-- Start of EXCERPT PROVIDED --

1. The rule should be revised to increase the period of owner notice to tenants for relocation under §65-03(b). Under the proposed rules, if work to legalize the basement or cellar residence requires tenants to relocate, owners are required to give tenants 30 days notice before they must relocate, and the costs associated with relocation are the responsibility of the tenant. Given New York City’s low rental housing vacancy rate, particularly for homes affordable to low- and moderate-income people, it may be very difficult or infeasible in many cases for tenants to find new housing they can afford within 30 days. While we appreciate the requirement that owners first provide notice within 5 days of receiving the ATR that relocation may be required, it is not reasonable to expect tenants to prepare for relocation at that first notice, especially once a home is years into the program. Increasing the minimum period for the second notice would provide tenants more time to find appropriate housing and cover costs associated with moving, though this will still remain a challenge.

We urge HPD to address the burden of relocation on tenants by increasing the notice period to the extent possible while ensuring homeowner compliance with deadlines in Local Law 126. For eviction cases, for instance, the law provides up to 90 days notice. Even extending the notice period to 60 days would be a meaningful improvement, though still a burden, for tenants. Further, the rule should clarify the process for tenants to obtain an extension, as discussed in point number 2 below.

-- End of EXCERPT PROVIDED --
-- Start of DATA RECORDS --

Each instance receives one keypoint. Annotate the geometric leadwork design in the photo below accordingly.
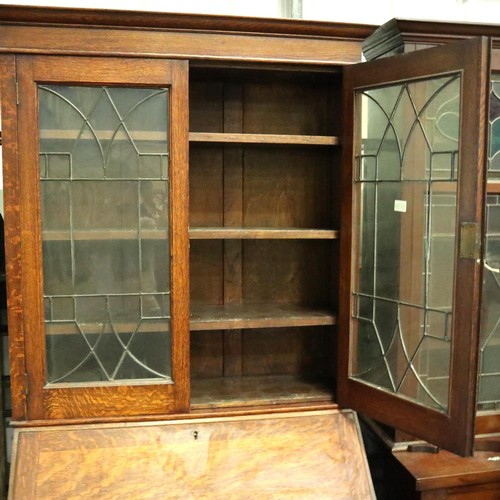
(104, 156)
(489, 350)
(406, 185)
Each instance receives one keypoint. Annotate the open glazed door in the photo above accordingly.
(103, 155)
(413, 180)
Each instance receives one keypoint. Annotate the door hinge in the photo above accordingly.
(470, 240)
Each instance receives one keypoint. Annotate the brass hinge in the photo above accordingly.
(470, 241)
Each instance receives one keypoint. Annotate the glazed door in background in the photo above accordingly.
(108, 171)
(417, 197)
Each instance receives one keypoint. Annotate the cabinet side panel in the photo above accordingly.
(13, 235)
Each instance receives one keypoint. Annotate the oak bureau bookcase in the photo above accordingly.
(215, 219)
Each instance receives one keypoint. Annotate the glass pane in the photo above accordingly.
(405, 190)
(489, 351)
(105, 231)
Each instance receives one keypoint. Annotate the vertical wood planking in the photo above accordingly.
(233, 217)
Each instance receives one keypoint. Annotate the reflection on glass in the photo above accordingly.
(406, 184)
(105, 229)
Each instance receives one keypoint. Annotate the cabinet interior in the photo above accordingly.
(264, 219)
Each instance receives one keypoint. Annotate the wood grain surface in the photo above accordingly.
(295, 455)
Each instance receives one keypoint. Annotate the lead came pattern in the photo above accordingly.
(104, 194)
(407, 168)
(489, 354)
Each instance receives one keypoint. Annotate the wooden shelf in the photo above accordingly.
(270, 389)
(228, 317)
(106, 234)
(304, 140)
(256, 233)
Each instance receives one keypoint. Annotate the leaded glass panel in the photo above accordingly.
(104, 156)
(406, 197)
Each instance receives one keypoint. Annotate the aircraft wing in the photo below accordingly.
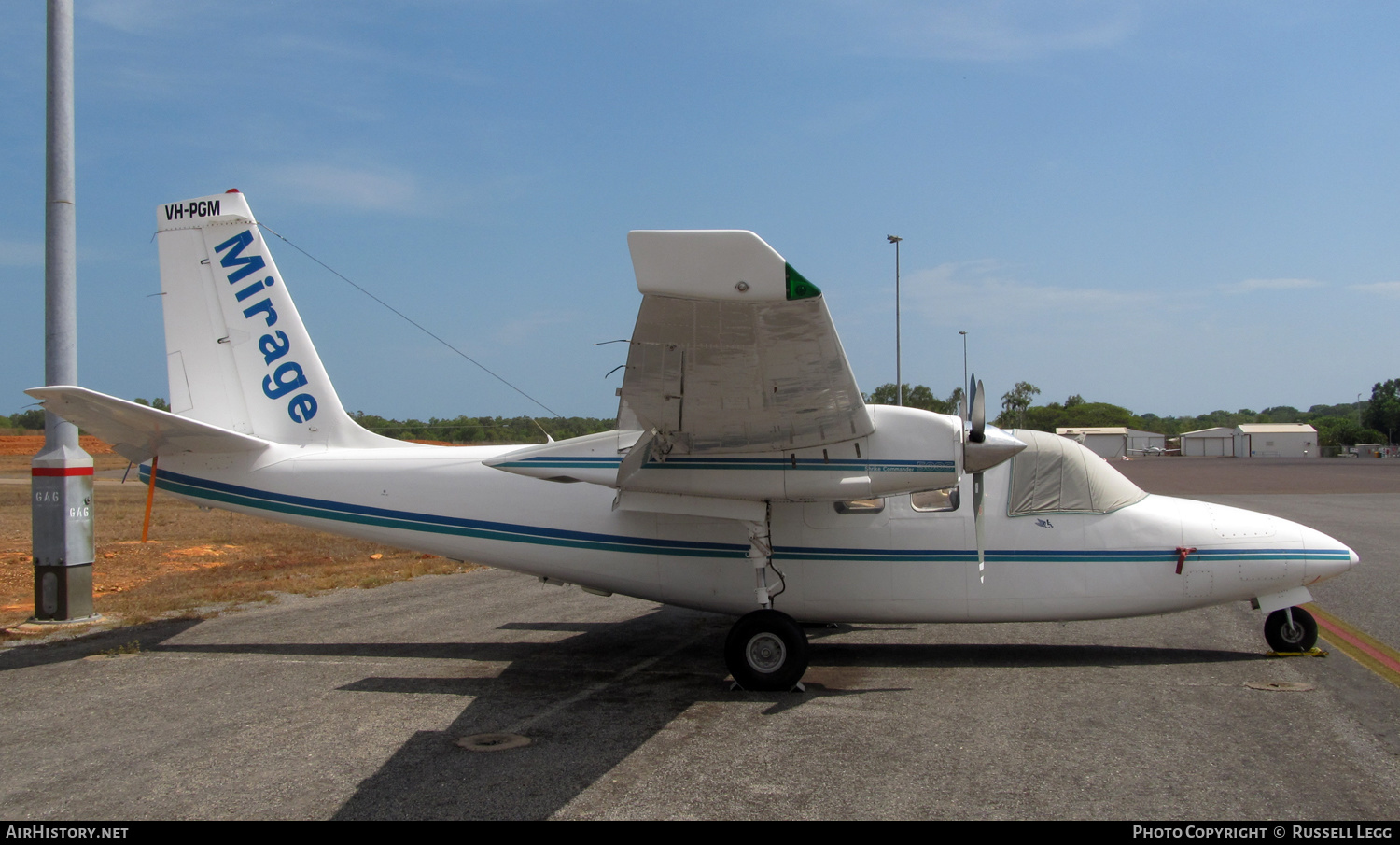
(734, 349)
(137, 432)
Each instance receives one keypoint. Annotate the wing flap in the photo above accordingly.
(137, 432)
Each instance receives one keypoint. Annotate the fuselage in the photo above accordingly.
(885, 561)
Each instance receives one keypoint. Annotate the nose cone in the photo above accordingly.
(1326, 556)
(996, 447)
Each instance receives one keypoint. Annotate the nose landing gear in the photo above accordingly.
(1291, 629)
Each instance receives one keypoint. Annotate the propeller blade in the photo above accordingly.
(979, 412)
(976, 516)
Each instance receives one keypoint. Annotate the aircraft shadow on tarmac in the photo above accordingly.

-- End of DATA RECORDS --

▸ INSTRUCTIONS TO FOLLOW: In two sentences, summarize the comment above on the relocation notice rule.

▸ FULL OUTPUT: The comment argues that the rule should give tenants more than the proposed 30 days' notice before they must relocate for work to legalize a basement or cellar residence, since New York City's low rental vacancy rate can make finding affordable housing in that time very difficult or infeasible. It urges HPD to lengthen the notice period as far as possible while keeping homeowners on Local Law 126 deadlines, noting that even 60 days would be a meaningful improvement, and asks that the rule clarify how tenants can obtain an extension.